■ **What needs to be done**
Return exactly the span that opens with the line containing "Phrase: car's rear taillight" and closes with the final line of the records, both included.

Stored records:

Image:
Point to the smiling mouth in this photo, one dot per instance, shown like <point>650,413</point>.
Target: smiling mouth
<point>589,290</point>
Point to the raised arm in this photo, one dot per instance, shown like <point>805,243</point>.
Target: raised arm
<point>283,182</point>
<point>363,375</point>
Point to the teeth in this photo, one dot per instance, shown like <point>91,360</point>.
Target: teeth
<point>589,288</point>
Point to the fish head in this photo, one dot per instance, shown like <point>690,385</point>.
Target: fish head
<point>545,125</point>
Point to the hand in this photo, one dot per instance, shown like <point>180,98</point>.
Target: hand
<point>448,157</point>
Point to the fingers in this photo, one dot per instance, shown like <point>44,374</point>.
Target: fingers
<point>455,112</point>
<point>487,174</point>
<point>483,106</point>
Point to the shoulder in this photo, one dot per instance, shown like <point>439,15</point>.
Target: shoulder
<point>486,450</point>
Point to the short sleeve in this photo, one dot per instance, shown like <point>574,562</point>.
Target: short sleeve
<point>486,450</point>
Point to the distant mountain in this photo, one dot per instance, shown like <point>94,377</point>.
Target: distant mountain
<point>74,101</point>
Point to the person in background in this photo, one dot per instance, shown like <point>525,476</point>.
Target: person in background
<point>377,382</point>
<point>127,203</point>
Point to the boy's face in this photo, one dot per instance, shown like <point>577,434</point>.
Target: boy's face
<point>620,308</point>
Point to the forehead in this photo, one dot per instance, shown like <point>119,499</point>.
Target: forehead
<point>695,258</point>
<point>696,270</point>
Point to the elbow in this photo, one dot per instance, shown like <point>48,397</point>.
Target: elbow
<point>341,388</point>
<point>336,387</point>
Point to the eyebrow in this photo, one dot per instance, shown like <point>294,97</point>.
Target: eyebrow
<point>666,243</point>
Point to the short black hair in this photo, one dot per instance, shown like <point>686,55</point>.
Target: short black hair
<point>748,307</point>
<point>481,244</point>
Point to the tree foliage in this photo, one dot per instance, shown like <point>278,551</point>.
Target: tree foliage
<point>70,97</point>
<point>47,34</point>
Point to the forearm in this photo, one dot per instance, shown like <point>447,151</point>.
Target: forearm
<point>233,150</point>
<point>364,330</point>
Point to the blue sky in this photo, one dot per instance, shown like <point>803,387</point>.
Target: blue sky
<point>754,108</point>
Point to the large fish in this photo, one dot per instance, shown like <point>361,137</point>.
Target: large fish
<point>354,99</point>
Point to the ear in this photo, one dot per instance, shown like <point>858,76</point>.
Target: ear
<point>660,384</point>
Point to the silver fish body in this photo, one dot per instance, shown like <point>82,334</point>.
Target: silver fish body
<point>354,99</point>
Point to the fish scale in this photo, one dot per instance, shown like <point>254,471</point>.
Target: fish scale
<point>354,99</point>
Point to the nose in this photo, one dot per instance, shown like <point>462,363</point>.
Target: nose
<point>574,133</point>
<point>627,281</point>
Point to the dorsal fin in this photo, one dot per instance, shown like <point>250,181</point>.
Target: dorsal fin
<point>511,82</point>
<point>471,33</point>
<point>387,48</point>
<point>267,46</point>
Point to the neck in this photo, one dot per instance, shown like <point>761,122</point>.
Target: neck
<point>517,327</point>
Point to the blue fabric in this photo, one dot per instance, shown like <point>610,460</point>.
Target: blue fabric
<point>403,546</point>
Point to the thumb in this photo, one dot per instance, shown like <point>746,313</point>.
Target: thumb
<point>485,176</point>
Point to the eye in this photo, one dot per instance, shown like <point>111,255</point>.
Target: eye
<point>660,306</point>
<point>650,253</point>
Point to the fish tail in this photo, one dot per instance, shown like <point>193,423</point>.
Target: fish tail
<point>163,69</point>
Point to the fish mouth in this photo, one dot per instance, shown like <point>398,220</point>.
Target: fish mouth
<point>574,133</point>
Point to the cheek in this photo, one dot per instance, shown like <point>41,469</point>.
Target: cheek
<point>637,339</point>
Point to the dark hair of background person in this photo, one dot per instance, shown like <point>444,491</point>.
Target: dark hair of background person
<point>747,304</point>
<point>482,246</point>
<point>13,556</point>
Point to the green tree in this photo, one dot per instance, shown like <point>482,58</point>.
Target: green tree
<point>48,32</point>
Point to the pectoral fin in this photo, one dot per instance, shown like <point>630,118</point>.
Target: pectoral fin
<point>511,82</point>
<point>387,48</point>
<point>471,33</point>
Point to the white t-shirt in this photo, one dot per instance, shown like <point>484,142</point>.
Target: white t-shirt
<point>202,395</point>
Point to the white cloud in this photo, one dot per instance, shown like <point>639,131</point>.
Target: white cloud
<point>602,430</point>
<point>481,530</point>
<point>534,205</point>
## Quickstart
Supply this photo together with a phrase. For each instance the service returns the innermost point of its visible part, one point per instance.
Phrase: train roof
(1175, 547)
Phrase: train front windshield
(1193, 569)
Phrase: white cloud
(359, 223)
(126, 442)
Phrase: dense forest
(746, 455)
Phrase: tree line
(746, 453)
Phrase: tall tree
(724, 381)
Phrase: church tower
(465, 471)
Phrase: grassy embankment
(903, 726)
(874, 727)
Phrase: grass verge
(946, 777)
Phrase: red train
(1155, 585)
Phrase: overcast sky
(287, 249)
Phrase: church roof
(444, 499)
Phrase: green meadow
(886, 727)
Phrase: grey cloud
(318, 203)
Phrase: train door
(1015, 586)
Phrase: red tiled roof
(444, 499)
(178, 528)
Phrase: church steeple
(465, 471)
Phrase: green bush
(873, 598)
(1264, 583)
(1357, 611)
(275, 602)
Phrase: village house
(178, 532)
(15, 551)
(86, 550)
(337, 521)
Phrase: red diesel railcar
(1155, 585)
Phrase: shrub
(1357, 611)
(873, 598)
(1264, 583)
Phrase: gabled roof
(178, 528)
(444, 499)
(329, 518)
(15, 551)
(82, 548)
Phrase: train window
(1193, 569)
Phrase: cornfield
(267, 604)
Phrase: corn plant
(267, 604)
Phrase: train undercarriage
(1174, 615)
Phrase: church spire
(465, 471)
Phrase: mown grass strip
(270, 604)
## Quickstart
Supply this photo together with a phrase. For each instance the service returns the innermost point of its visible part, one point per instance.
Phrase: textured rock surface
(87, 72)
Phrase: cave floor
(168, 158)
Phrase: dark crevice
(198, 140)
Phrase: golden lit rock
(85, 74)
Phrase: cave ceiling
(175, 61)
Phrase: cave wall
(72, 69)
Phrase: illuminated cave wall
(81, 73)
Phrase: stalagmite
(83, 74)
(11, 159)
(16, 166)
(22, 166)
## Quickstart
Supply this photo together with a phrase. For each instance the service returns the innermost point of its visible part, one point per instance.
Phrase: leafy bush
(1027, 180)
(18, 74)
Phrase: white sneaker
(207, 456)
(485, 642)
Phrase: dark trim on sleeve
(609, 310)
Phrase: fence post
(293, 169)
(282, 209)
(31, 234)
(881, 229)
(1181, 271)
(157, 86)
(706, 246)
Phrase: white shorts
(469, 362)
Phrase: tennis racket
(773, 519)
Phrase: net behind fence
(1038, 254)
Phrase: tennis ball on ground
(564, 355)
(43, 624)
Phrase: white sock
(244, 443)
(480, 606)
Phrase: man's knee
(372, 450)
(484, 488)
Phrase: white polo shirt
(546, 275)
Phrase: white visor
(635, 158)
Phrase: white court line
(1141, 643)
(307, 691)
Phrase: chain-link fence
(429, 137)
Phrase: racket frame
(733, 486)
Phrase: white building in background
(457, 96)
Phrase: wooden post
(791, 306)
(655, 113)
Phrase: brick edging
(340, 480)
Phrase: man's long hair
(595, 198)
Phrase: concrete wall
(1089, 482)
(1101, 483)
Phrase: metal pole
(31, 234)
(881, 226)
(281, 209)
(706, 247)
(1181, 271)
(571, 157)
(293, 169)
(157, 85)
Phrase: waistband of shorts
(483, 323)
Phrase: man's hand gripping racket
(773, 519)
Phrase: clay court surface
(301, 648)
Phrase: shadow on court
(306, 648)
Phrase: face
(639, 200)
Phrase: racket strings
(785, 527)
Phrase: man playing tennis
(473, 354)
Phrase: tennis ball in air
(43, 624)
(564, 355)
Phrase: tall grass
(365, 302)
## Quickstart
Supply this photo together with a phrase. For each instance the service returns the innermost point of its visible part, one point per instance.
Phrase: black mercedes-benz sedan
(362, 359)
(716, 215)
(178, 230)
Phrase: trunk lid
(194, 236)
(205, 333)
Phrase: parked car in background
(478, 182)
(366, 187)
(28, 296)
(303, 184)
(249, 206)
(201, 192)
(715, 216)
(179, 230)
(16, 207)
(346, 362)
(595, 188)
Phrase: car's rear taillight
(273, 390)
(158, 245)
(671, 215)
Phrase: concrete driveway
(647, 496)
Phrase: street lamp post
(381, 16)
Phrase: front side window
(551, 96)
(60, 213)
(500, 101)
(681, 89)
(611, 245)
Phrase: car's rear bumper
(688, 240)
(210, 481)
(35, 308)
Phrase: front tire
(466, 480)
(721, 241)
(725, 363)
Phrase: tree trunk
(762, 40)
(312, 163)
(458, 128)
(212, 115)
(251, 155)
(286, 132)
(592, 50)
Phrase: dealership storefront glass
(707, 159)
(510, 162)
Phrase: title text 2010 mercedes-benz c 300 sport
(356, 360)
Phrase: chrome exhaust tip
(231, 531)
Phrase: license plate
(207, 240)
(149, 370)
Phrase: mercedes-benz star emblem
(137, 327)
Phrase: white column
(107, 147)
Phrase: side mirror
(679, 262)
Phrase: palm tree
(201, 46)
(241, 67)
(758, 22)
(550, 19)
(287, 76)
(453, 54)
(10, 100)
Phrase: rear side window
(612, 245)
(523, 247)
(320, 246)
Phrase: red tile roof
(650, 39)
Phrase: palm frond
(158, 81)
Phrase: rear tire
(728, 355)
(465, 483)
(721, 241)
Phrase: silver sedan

■ **Solution to the exercise**
Phrase: car's rear taillight
(273, 390)
(158, 245)
(671, 215)
Phrase: concrete driveway
(647, 496)
Phrase: street lamp post
(381, 16)
Phrase: front side window
(551, 96)
(60, 213)
(500, 101)
(681, 89)
(611, 245)
Phrase: car's rear bumper
(688, 240)
(210, 481)
(35, 308)
Phrase: front tire
(466, 480)
(721, 241)
(725, 363)
Phrase: tree trunk
(762, 40)
(312, 163)
(458, 128)
(212, 115)
(251, 155)
(286, 132)
(592, 50)
Phrase: dealership storefront glass
(707, 159)
(510, 162)
Phrase: title text 2010 mercedes-benz c 300 sport
(356, 360)
Phrase: chrome exhaust tip
(231, 531)
Phrase: license plate
(207, 240)
(149, 370)
Phrase: mercedes-benz star emblem
(137, 327)
Phrase: white column
(107, 147)
Phrase: side mirror
(679, 262)
Phrase: palm tree
(201, 46)
(241, 67)
(758, 22)
(550, 19)
(287, 76)
(453, 54)
(10, 100)
Phrase: rear side window
(612, 245)
(523, 247)
(320, 246)
Phrase: red tile roof
(650, 39)
Phrase: palm frond
(158, 81)
Phrase: rear tire
(728, 355)
(465, 483)
(721, 241)
Phrase: silver sedan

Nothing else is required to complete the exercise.